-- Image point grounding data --

::::

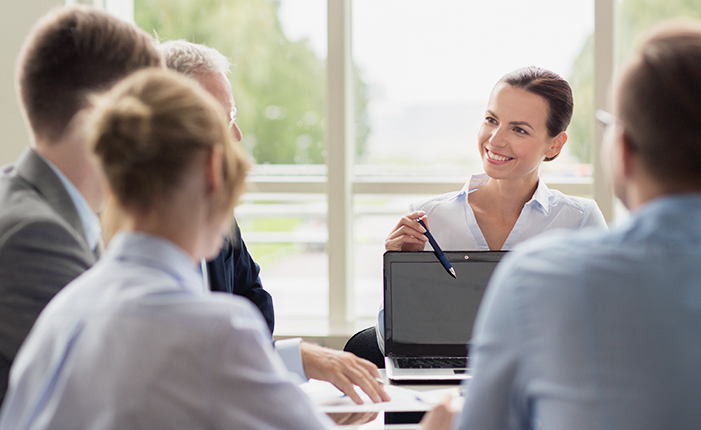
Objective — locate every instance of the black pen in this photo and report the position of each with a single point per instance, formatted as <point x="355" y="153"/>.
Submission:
<point x="438" y="251"/>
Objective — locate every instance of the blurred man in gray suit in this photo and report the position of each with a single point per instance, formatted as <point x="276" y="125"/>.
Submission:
<point x="49" y="230"/>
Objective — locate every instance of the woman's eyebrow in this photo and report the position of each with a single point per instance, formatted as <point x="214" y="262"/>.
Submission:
<point x="522" y="123"/>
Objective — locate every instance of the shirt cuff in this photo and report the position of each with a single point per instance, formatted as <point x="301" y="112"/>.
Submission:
<point x="291" y="355"/>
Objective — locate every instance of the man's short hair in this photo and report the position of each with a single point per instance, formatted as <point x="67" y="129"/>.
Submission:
<point x="192" y="59"/>
<point x="71" y="52"/>
<point x="659" y="102"/>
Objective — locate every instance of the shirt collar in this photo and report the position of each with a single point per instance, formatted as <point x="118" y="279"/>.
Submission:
<point x="157" y="253"/>
<point x="91" y="222"/>
<point x="541" y="195"/>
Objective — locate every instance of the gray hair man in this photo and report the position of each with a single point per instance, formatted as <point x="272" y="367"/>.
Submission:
<point x="343" y="369"/>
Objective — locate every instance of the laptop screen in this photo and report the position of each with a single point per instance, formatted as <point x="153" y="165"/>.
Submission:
<point x="427" y="311"/>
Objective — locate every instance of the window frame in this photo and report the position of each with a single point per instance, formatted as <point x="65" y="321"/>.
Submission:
<point x="341" y="185"/>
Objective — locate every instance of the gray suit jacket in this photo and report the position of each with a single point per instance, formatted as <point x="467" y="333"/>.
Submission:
<point x="42" y="248"/>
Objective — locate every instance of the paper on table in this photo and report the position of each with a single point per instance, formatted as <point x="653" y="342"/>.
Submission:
<point x="330" y="399"/>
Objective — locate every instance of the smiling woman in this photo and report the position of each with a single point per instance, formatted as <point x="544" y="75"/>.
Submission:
<point x="524" y="124"/>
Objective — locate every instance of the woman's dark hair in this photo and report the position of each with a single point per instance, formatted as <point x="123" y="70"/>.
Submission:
<point x="552" y="88"/>
<point x="659" y="103"/>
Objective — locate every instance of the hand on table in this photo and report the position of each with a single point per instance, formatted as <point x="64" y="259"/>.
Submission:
<point x="344" y="370"/>
<point x="408" y="234"/>
<point x="440" y="417"/>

::::

-- Required work --
Reproduce every entry word for word, but skip any pictures.

-- Answer box --
Objective — locate every instance of the black pen in this photo and report the position of each with a single point per instance, formatted as <point x="355" y="153"/>.
Submission:
<point x="438" y="251"/>
Objective — locate every instance of the blurred man in gray suit in this photo and report the position of each with a single point per instance, formatted as <point x="276" y="125"/>.
Submission:
<point x="49" y="230"/>
Objective — locate every instance of the woman's eyebrow in this photo and report the position of each with a single point per instance, formatted as <point x="214" y="262"/>.
Submission:
<point x="522" y="123"/>
Objective — locate every instance of the shirt cuff in this photo and report the position of each with a single point per instance, formatted as <point x="301" y="112"/>.
Submission:
<point x="291" y="355"/>
Objective — locate every instance of the man's short hair in this photo and report the position of each with a single point per instance, formatted as <point x="67" y="129"/>.
Submission:
<point x="192" y="59"/>
<point x="71" y="52"/>
<point x="659" y="102"/>
Objective — locate every instance of the shirt collar in this photo and report the position of each with a single point per instance, formatted as <point x="118" y="279"/>.
Submission:
<point x="157" y="253"/>
<point x="91" y="222"/>
<point x="541" y="195"/>
Objective — locate every instance of the gray hair man in this photo and report the position of each with a single point per instance, formatted as <point x="272" y="367"/>.
Submission:
<point x="343" y="369"/>
Objective — locate every instance of the laptop screen in this photo and report the position of each with a single point per instance, formatted as <point x="153" y="165"/>.
Submission:
<point x="427" y="311"/>
Objective — locate every instance of the window frame in this photo and report the position of each with a single point per instance, formatted as <point x="65" y="321"/>.
Submission:
<point x="341" y="185"/>
Objective — locate every instance of the gray suit jacket in this photo and report the position of each with a single point per instance, formatted as <point x="467" y="333"/>.
Submission:
<point x="42" y="248"/>
Objective — locate every instance of the paper on table in this photo and report the position of each with a single point per instance, formatted as <point x="653" y="342"/>.
Submission:
<point x="330" y="399"/>
Objective — locate every instance of the smiling woman in this photo and report the position of each with a single point per instance, formatted as <point x="544" y="75"/>.
Submission:
<point x="524" y="124"/>
Objective — locate every instance of the woman's dark hair in this photo and report the position of each with a single point per instance, formatted as <point x="123" y="70"/>.
Submission:
<point x="552" y="88"/>
<point x="659" y="103"/>
Objective — locate every instance of the hand on table in this photo and report the position of each with a single point per instance, formatted as <point x="64" y="259"/>.
Submission:
<point x="344" y="370"/>
<point x="408" y="234"/>
<point x="440" y="417"/>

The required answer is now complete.